#### GIVEN PROBLEM
Gather every line of the records below that contains the word "soil" and copy each such line in full.

[Source records]
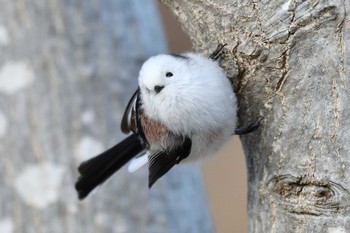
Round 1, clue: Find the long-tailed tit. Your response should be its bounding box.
[75,45,260,199]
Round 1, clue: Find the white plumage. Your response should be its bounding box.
[139,53,237,161]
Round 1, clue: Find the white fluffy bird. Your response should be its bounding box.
[75,44,260,199]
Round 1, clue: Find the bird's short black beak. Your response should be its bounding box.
[154,85,164,94]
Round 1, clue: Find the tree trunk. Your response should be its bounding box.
[162,0,350,233]
[0,0,213,233]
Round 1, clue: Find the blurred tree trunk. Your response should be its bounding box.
[162,0,350,233]
[0,0,213,233]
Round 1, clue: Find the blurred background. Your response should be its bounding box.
[0,0,247,233]
[158,3,248,233]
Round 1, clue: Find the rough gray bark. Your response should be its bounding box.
[162,0,350,233]
[0,0,213,233]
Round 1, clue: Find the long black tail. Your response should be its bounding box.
[75,134,145,199]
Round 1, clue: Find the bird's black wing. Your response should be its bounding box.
[148,137,192,188]
[120,89,139,134]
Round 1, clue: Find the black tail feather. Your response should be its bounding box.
[75,134,145,199]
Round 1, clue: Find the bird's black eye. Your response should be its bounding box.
[165,72,173,78]
[154,86,164,94]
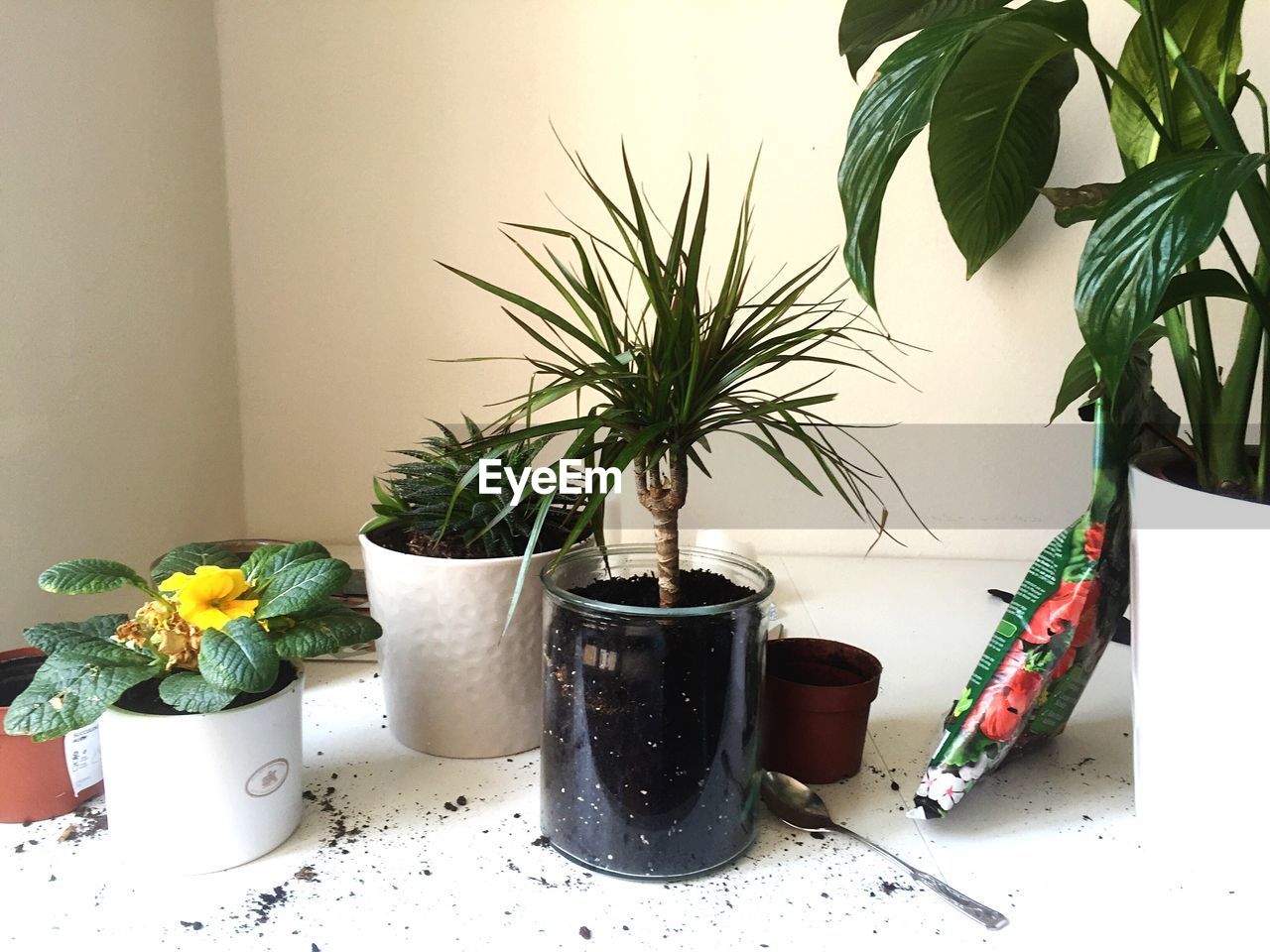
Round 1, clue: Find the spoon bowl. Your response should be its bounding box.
[763,771,1010,932]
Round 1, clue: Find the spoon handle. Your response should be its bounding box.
[904,863,1010,932]
[834,824,1010,932]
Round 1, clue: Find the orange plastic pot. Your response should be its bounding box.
[0,648,101,822]
[762,639,881,783]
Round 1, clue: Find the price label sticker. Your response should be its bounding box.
[64,724,101,796]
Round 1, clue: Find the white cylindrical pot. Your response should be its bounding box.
[1129,449,1270,858]
[100,663,304,874]
[361,536,558,758]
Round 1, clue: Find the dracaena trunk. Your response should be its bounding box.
[635,450,689,608]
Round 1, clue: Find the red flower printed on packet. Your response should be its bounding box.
[1054,645,1076,680]
[1019,579,1098,645]
[1084,522,1107,562]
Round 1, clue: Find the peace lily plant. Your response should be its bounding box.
[838,0,1270,848]
[4,542,380,740]
[838,0,1270,503]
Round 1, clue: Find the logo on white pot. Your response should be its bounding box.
[246,757,291,797]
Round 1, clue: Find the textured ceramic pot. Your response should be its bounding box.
[100,665,304,874]
[361,536,557,758]
[0,648,101,822]
[541,545,774,880]
[763,639,881,783]
[1129,449,1270,863]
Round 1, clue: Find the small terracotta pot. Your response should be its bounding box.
[0,648,101,822]
[762,639,881,783]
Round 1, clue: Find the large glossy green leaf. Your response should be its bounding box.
[838,0,1007,77]
[838,10,1003,309]
[242,542,330,585]
[150,542,242,585]
[198,618,278,692]
[1156,268,1251,317]
[38,558,147,595]
[273,607,380,657]
[255,558,350,618]
[1111,0,1243,168]
[930,19,1077,277]
[1076,151,1270,394]
[4,640,160,740]
[23,615,128,654]
[1049,323,1166,422]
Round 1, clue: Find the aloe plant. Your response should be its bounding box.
[838,0,1270,502]
[445,150,902,607]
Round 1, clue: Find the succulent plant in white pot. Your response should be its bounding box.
[359,418,581,758]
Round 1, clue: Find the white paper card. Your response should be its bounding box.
[66,724,101,796]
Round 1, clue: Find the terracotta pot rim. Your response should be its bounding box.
[767,638,883,693]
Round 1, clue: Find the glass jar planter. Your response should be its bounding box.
[541,545,774,879]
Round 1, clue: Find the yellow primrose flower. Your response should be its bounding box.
[159,565,259,629]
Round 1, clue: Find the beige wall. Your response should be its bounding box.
[0,0,1270,645]
[217,0,1270,554]
[0,0,245,648]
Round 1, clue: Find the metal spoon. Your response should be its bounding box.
[763,771,1010,930]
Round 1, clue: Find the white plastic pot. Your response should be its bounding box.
[1129,449,1270,863]
[100,665,304,874]
[361,536,557,758]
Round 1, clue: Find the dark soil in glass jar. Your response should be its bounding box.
[543,570,763,879]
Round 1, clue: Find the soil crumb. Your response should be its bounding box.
[58,805,109,843]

#### TASK RESULT
Round 1, clue: Find the dark soil in glass jar. Your response should be its bounding box.
Round 1, clue: Find the soil crumb. Your response should be its bounding box.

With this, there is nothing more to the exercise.